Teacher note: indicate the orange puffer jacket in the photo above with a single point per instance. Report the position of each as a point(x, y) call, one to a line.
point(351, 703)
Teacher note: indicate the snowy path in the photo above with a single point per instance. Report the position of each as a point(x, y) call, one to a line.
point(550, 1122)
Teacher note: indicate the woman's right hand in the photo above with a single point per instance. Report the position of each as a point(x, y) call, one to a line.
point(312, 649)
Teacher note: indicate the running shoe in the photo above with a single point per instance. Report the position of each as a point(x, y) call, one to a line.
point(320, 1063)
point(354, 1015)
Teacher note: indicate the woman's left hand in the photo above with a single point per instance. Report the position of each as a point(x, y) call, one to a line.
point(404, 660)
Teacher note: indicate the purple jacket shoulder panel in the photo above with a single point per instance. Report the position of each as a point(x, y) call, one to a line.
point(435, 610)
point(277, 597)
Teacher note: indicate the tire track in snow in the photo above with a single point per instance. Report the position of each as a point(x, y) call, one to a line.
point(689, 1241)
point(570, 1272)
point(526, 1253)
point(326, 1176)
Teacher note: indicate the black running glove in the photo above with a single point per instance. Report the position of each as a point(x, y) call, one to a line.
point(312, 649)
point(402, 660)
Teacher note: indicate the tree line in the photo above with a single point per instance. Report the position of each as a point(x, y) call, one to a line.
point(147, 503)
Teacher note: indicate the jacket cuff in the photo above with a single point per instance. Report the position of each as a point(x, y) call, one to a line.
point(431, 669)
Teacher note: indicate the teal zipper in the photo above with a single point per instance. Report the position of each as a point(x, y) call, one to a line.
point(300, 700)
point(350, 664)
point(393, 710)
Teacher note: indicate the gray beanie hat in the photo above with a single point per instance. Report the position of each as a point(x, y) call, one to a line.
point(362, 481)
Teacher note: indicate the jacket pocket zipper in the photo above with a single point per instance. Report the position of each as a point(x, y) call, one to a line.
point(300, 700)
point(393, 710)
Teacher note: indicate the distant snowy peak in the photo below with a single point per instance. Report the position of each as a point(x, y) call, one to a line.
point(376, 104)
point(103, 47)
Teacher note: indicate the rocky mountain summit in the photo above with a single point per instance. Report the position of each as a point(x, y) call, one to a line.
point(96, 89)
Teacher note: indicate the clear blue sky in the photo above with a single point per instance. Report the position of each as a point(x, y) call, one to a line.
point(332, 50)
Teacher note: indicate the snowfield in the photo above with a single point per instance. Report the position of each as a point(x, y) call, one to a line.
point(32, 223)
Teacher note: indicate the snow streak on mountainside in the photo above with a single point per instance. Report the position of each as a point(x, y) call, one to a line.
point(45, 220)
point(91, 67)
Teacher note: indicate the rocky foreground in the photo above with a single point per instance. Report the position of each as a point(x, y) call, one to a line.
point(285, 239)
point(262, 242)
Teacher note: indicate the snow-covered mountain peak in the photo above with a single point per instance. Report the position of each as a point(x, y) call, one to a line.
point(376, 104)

> Your assignment
Output the records in full, exactly.

> Result for this task
Teacher note: indicate the orange puffer jacket in the photo above with a single point per instance. Report the position of each as a point(x, y) call, one to a line.
point(351, 703)
Teacher note: indicate the snowy path in the photo above with a single point per instance. Report the position of each as a point(x, y) call, one to a line.
point(550, 1122)
Teacher note: indicate the woman's right hand in the photo above with a single point per instance. Report the position of each as a point(x, y) call, one to a line.
point(312, 649)
Teacher note: indicate the running shoe in the photo above with a single point per instance. Report the position of each as a point(x, y) call, one to a line.
point(320, 1063)
point(354, 1015)
Teacher note: indicate the woman's left hand in the photo above with a single point per instance. Report the position of each as a point(x, y) call, one to a line.
point(404, 660)
Teacher note: indicate the purple jacket shoulder panel in the photo above with a single point per instance. Report the position of each as a point(x, y) call, one to a line.
point(435, 610)
point(277, 597)
Teacher note: indicate the tire track in snow in the photo above with a single point per instance. Report the position of each as a point(x, y) call, one to a line.
point(689, 1241)
point(570, 1272)
point(526, 1253)
point(326, 1176)
Teacher note: indicate the black running glove in the photo above with a single point per instance. Report the position of each as a point(x, y) call, one to a line.
point(312, 649)
point(402, 660)
Teacher note: indicate the tree line in the photo above with a single point per instance. Report the position of each as a point(x, y) call, one to a line.
point(147, 503)
Teacher note: indicate the jacket cuff in the photo above with a single point per instance. Report the position of each as a point(x, y) call, one to a line.
point(431, 669)
Teacher note: indicate the teal zipper in the photo above with a single point per instance. Report the position of each as a point(x, y) call, one to a line.
point(300, 700)
point(350, 664)
point(393, 710)
Teacher note: indicate the gray beanie hat in the photo above with a single point per instance. Report the position of each as a point(x, y) call, one to a line.
point(362, 481)
Teacher note: indicate the jacket pocket zipper in the photo above with a single point per instance. Report the position of each as a point(x, y) call, one to a line.
point(300, 700)
point(393, 710)
Teacher note: indicate the distant snowy peak in the photo below with a single point per instance. Report the position of each as a point(x, y) call, one to a line.
point(376, 104)
point(103, 47)
Teacher note: indicate the rocky mountain summit in the photo above with a single point per instance. Report the position of each as a point(x, y) call, one to a line.
point(96, 89)
Teacher note: indicate the clear blue sky in the photo above with a single point per instance. Report the position of each as a point(x, y) call, one to a line.
point(332, 50)
Teacher note: indicate the snowfield in the photo above with a single point per instance. Report the position of each as a point(x, y) call, one to a line.
point(32, 223)
Teacher note: indicate the snow streak on mountainside in the photo above with a single point per instance. Report the position of each as a point(x, y) call, one to a line.
point(45, 220)
point(91, 67)
Teacher note: indicate the rocky foreground in the photo above with a single point per instance. Report the position of each as a point(x, y) call, one to a line.
point(285, 239)
point(262, 242)
Teacher note: indicate the snow-covered mountain peak in the photo above with a single point per instance. Report the position of each as a point(x, y) call, one to a line.
point(376, 104)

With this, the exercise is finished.